Body of Lies (2008)

Review by:
Bill Clark

Reviewed by:
On October 9, 2008
Last modified:July 3, 2014


Body of Lies is certainly one of most well-crafted and intellectually engaging political thrillers to come along this year.

Body of Lies (2008)

It’s pretty apparent that Hollywood wouldn’t mind if the War on Terror lasted one hundred years (hey, it’s the only figure we’ve been given to work with). The post-9/11 thriller factory is still working at full capacity, but Body of Lies emerges as more of a cautionary espionage tale than the usual dissection of the war in general. The film is far more concerned with who we’re trusting and why, rather than military strategy. Diplomacy may be outdated, but it’s the central theme.

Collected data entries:

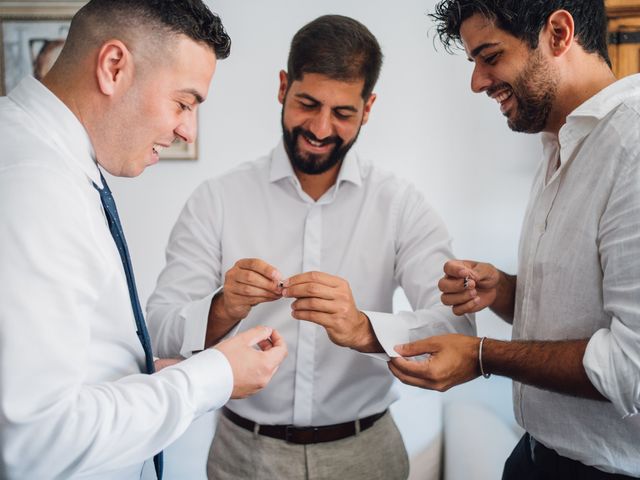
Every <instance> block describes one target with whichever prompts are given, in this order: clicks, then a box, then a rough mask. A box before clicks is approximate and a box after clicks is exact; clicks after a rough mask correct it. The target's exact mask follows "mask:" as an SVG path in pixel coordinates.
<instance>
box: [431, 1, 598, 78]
mask: <svg viewBox="0 0 640 480" xmlns="http://www.w3.org/2000/svg"><path fill="white" fill-rule="evenodd" d="M556 10H566V11H568V12H569V13H570V14H571V15H572V16H573V19H574V22H575V38H576V40H577V41H578V43H579V44H580V45H581V46H582V48H583V49H584V50H585V51H586V52H589V53H597V54H598V55H599V56H600V57H601V58H602V59H603V60H604V61H605V62H607V64H608V65H609V66H611V61H610V59H609V52H608V50H607V15H606V10H605V5H604V0H442V1H440V2H438V3H437V4H436V6H435V10H434V12H433V13H430V14H429V16H430V17H431V18H432V19H433V20H434V21H435V23H436V31H437V34H438V36H439V38H440V41H441V42H442V44H443V45H444V47H445V49H446V50H447V51H449V52H451V51H452V47H455V46H459V45H460V44H461V39H460V27H461V26H462V23H463V22H464V21H465V20H467V19H468V18H469V17H471V16H473V15H475V14H479V15H482V16H483V17H485V18H487V19H489V20H492V21H494V22H495V24H496V26H497V27H498V28H500V29H502V30H504V31H506V32H509V33H510V34H511V35H513V36H514V37H516V38H519V39H520V40H523V41H524V42H526V43H527V44H528V45H529V47H530V48H532V49H535V48H537V47H538V39H539V35H540V31H541V30H542V29H543V28H544V25H545V23H546V22H547V19H548V18H549V16H550V15H551V14H552V13H553V12H555V11H556Z"/></svg>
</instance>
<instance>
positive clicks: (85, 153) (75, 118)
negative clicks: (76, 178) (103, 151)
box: [8, 76, 102, 187]
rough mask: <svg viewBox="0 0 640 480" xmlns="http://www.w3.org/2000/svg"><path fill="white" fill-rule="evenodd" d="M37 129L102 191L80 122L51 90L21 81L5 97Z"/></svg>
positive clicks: (42, 84)
mask: <svg viewBox="0 0 640 480" xmlns="http://www.w3.org/2000/svg"><path fill="white" fill-rule="evenodd" d="M8 97H9V98H10V99H11V100H12V101H13V102H15V103H16V104H17V105H18V106H20V107H21V108H22V109H23V110H25V111H26V112H27V114H28V115H29V116H30V117H31V118H32V119H33V121H34V122H35V123H36V124H37V125H38V129H39V131H41V132H43V135H47V136H49V137H50V138H51V139H52V140H53V141H54V142H55V144H56V145H57V146H58V147H59V148H61V149H63V150H65V151H66V152H67V153H68V157H69V158H70V160H72V161H73V162H75V164H76V165H77V166H78V168H80V169H81V170H82V171H83V172H84V173H85V174H86V175H87V176H88V177H89V179H90V180H91V181H92V182H94V183H95V184H96V185H99V186H101V187H102V182H101V181H100V172H99V171H98V166H97V163H96V160H95V152H94V150H93V146H92V145H91V140H90V139H89V134H88V133H87V131H86V130H85V128H84V126H83V125H82V123H80V120H78V118H77V117H76V116H75V115H74V114H73V112H72V111H71V110H69V108H68V107H67V106H66V105H65V104H64V103H63V102H62V101H61V100H60V99H59V98H58V97H56V96H55V95H54V94H53V92H51V90H49V89H48V88H47V87H45V86H44V85H43V84H42V83H40V82H39V81H38V80H36V79H35V78H33V77H31V76H29V77H25V78H24V79H23V80H22V81H21V82H20V83H19V84H18V85H17V86H16V87H15V88H14V89H13V90H12V91H11V92H10V93H9V95H8Z"/></svg>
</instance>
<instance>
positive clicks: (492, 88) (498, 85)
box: [487, 83, 513, 97]
mask: <svg viewBox="0 0 640 480" xmlns="http://www.w3.org/2000/svg"><path fill="white" fill-rule="evenodd" d="M500 90H512V91H513V88H512V87H511V85H509V84H508V83H501V84H499V85H495V86H493V87H491V88H489V89H487V95H488V96H490V97H492V96H493V94H494V93H496V92H499V91H500Z"/></svg>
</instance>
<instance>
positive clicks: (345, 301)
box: [282, 272, 382, 352]
mask: <svg viewBox="0 0 640 480" xmlns="http://www.w3.org/2000/svg"><path fill="white" fill-rule="evenodd" d="M282 296H284V297H292V298H296V299H297V300H296V301H295V302H293V303H292V304H291V309H292V312H291V316H292V317H293V318H295V319H297V320H307V321H309V322H313V323H317V324H318V325H321V326H323V327H324V328H325V330H326V331H327V334H328V335H329V338H330V339H331V341H332V342H333V343H335V344H336V345H340V346H342V347H349V348H354V349H356V350H359V351H362V352H380V351H382V347H381V346H380V344H379V343H378V340H377V338H376V336H375V333H374V332H373V328H372V327H371V322H370V321H369V319H368V318H367V316H366V315H365V314H364V313H362V312H361V311H360V310H358V307H356V303H355V300H354V299H353V294H352V293H351V288H350V287H349V282H347V281H346V280H344V279H342V278H339V277H335V276H333V275H329V274H328V273H322V272H307V273H301V274H300V275H295V276H293V277H291V278H289V279H288V280H286V281H285V282H284V290H283V291H282Z"/></svg>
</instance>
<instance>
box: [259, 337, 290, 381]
mask: <svg viewBox="0 0 640 480" xmlns="http://www.w3.org/2000/svg"><path fill="white" fill-rule="evenodd" d="M264 354H265V355H266V356H267V357H269V359H270V361H271V362H273V365H274V366H275V368H276V369H277V366H278V365H280V364H281V363H282V361H283V360H284V359H285V358H286V356H287V354H288V350H287V344H286V343H285V341H284V338H282V336H281V335H280V334H279V333H278V332H277V331H276V330H273V332H272V333H271V348H269V349H268V350H266V351H264ZM274 373H275V370H274Z"/></svg>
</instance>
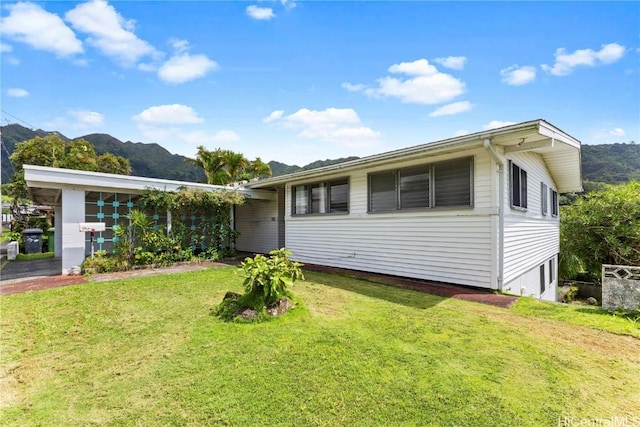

> **Task goal**
Rewrite the Body of Lies review from "Body of Lies is" to "the central theme.", swapping "Hollywood" out for "the film industry".

> **Written solution**
Body of Lies is certainly one of most well-crafted and intellectually engaging political thrillers to come along this year.

Body of Lies (2008)

It’s pretty apparent that the film industry wouldn’t mind if the War on Terror lasted one hundred years (hey, it’s the only figure we’ve been given to work with). The post-9/11 thriller factory is still working at full capacity, but Body of Lies emerges as more of a cautionary espionage tale than the usual dissection of the war in general. The film is far more concerned with who we’re trusting and why, rather than military strategy. Diplomacy may be outdated, but it’s the central theme.